**INSTRUCTIONS TO FOLLOW**
The answer must be the full set of records, repeated exactly.
--- STUDY MATERIAL ---
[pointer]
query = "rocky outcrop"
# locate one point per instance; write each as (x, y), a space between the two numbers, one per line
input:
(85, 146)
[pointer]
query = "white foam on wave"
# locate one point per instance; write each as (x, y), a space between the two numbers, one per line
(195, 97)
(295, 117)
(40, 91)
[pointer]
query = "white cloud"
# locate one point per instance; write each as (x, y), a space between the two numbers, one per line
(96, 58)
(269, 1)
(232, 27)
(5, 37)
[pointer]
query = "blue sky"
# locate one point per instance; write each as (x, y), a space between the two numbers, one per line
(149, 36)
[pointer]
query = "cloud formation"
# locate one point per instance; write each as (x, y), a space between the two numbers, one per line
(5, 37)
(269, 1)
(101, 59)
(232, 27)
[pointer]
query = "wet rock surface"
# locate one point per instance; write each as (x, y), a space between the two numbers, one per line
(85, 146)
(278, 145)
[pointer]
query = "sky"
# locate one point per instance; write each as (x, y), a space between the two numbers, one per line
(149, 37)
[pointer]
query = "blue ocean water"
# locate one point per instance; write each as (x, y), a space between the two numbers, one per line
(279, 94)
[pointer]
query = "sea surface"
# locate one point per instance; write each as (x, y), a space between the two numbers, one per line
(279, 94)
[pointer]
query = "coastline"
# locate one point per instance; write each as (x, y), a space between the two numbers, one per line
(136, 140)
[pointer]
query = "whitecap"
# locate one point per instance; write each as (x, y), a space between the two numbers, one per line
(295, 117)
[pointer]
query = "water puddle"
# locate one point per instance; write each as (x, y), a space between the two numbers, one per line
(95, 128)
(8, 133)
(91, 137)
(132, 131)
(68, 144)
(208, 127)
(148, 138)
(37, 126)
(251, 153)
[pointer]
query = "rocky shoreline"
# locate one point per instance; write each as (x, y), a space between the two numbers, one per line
---
**EXERCISE RESPONSE**
[pointer]
query = "rocky outcrop"
# locate one point per instance; write each as (x, y), a space between the two numbers, one per line
input:
(85, 146)
[pointer]
query = "white foam on wave"
# locate one point per instance; write each as (x, y), a space between the two numbers, one per line
(195, 97)
(295, 117)
(40, 91)
[pointer]
query = "white cloud"
# locate one point per instance; write each as (x, y), a space between the two numbers, one per line
(96, 58)
(269, 1)
(232, 27)
(5, 37)
[pointer]
query = "blue sky"
# locate one point per instance; write each as (x, y), a space between the two numbers, one per line
(149, 36)
[pointer]
query = "cloud formation"
# locate one point per instance; write each as (x, y), a space between the two numbers, one per line
(5, 37)
(269, 1)
(101, 59)
(232, 27)
[pointer]
query = "wet rock surface"
# locate one point per instance; write each as (x, y), a space between the two numbers, one per line
(85, 146)
(278, 145)
[pointer]
query = "sky"
# locate one point per instance; write each as (x, y), a space between the two numbers, one per line
(149, 37)
[pointer]
query = "blue ocean water"
# locate one point per instance; write each as (x, y), a space between the two numbers, one per line
(279, 94)
[pointer]
query = "sea surface"
# locate one point per instance; write each as (x, y), a space between the two numbers, one per line
(279, 94)
[pointer]
query = "coastline"
# locate one point per instance; write each as (x, y), a space between the two numbers, one per line
(136, 140)
[pointer]
query = "whitecap"
# locate one point per instance; write each as (x, y), a space between the two numbers, one per line
(295, 117)
[pointer]
query = "water puddle"
# locate one point per instance; write each as (x, y), a space between the two numbers, one per line
(95, 128)
(8, 133)
(91, 137)
(132, 131)
(68, 144)
(208, 127)
(148, 138)
(37, 126)
(251, 153)
[pointer]
query = "rocky shoreline"
# locate one point per instance; write each as (x, y), a space between the two numbers, one per line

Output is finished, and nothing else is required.